WRITTEN PROBLEM: Write out the records again, renaming "tree trunk" to "trunk" everywhere and leaving everything else unchanged. Leave the pictures out.

RECORDS SHOWN:
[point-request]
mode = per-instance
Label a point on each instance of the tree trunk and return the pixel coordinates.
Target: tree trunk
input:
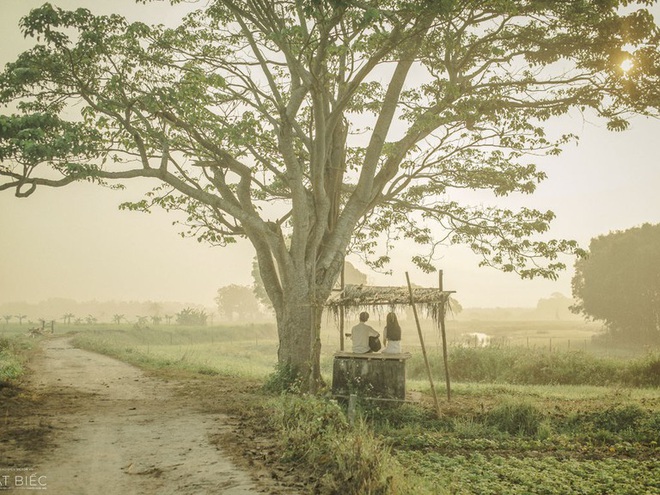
(298, 327)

TASK ANSWER:
[point-request]
mode = per-instance
Label a point on each instance of the trunk and return the pixel coordinates.
Target: trunk
input:
(298, 327)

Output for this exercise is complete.